Copy every line of the items below with no changes.

Excerpts from pointing data
START

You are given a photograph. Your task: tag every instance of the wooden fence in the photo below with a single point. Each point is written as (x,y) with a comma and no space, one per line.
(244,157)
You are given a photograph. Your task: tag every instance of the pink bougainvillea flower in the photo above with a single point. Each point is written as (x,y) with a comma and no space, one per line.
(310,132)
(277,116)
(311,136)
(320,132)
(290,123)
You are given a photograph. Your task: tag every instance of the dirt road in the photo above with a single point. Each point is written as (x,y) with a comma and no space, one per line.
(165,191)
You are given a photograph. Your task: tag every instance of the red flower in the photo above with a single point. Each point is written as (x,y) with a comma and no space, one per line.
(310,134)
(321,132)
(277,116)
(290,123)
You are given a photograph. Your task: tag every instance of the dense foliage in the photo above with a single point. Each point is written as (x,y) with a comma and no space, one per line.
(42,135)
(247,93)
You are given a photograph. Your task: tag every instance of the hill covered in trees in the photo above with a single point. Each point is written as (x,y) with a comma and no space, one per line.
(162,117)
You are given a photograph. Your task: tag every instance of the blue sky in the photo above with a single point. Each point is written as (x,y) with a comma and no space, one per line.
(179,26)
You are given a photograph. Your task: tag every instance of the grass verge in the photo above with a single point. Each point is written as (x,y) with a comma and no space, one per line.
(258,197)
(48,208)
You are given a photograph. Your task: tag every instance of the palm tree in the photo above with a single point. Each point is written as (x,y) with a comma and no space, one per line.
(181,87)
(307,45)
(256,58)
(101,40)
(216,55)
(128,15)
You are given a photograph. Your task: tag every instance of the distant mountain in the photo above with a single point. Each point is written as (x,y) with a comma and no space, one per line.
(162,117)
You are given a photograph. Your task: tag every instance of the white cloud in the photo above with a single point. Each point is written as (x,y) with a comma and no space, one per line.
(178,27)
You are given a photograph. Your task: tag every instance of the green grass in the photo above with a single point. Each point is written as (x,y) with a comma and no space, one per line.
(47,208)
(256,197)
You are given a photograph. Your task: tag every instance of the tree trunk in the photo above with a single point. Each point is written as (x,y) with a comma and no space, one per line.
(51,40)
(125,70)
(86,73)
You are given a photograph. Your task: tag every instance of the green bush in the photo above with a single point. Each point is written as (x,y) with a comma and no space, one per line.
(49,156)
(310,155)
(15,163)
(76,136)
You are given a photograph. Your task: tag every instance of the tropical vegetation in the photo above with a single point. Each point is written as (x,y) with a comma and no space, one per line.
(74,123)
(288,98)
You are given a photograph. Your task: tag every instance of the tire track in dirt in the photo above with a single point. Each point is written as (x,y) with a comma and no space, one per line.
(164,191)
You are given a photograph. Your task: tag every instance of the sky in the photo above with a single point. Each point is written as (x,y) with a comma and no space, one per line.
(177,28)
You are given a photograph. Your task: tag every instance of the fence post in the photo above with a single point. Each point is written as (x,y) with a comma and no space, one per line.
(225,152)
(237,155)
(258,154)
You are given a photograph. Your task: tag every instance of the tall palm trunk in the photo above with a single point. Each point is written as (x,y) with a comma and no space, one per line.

END

**WRITTEN ANSWER**
You are given a photograph. Your task: tag every instance of the wooden fence in the photo below with a single point. Each point is written as (x,y) with a comma and no space, one per line.
(244,157)
You are given a photograph. Your task: tag every instance of the pink bougainvillea flower in the photo above with a single point. Each point is written as (x,y) with a comma and no space, one per line.
(310,132)
(277,116)
(311,136)
(320,132)
(290,123)
You are given a photograph. Your task: tag every instance of the dirt road in the photo above with a single point. Each point is written as (x,y) with a comma and no space, one per line.
(165,191)
You are given a photograph. Your task: tag every instance of the red flower in the photo above with a single point. Each point is written as (x,y) with a comma and no space, one per line.
(310,134)
(321,132)
(277,116)
(290,123)
You are given a photograph. Your task: tag every instance of the dense foliage in the photo above with a single point. Each point is written as (x,y) with a comma and no space, one per line.
(42,135)
(247,93)
You are given a photograph. Your task: tag every instance of the hill covered in trees in the photo above with a single point. Each point is written as (x,y) with a comma and no space, one per line.
(162,117)
You are given a photograph. Your task: tag every instance of the blue sky in the photo above with a single point. Each point is written as (x,y) with a comma and no space, one per line.
(179,26)
You are given a photograph. Your task: tag every instance of the grass verge in the photo above with a single point. Each point is written as (x,y) with a comma and no space, one per line.
(258,197)
(48,208)
You are given a photograph. Your task: tag every instance of the palm tree in the photo above with a single point. Each point is written as (x,y) with a comma and no space, one per line.
(181,87)
(307,45)
(256,58)
(101,40)
(216,55)
(128,15)
You are given a photograph. Your task: tag every instance of the distant mountain in the photo above with a single point. Each point is written as (x,y) with a comma and no space, one per line.
(162,117)
You are given a photograph. Your task: tag every instance of the white cloud in the photo above with a single point. Each point is written as (x,y) with a comma and no space, one per line.
(178,27)
You are given a photograph. Your task: tag every instance of the green grass in the photo above with a single point. Each point is written as (x,y) with a comma and no space, one per line.
(47,208)
(256,197)
You are given a photograph. Your task: tag every instance of the tree trunk in the photo above with a single point. Each point is written as (x,y) with a comma and no space, one per line.
(51,40)
(125,70)
(86,73)
You are given a photograph. Your task: tag every instance of the green bush in the photo above with a single point. Each point is written as (x,y) with a comma and no space, one per line.
(49,156)
(310,155)
(15,163)
(76,136)
You are given a photograph. Your task: tag every instance of the tropical vegetation in the photo above with a single point. Each point is written as (x,y) with a comma and no space, one per line.
(74,123)
(288,98)
You are given a photograph. Your task: tag every instance of the tire track in dirt in the photo above with a single point. Each point is written as (x,y) with a comma and no space, one per line.
(164,191)
You are given a photograph. Your task: tag every instance of the sky in the photo above with a single point. Each point is written as (x,y) with a comma and no space, one per line.
(177,28)
You are given a photograph. Your task: tag every instance of the fence post in the photo above with a single point. Each point is written as (x,y) with a comma and no space, one per line.
(225,152)
(237,155)
(258,154)
You are given a photograph. Your task: tag every instance of the tall palm trunk in the photo above with a single point. Each point is written as (x,y) with a comma and no space, one per line.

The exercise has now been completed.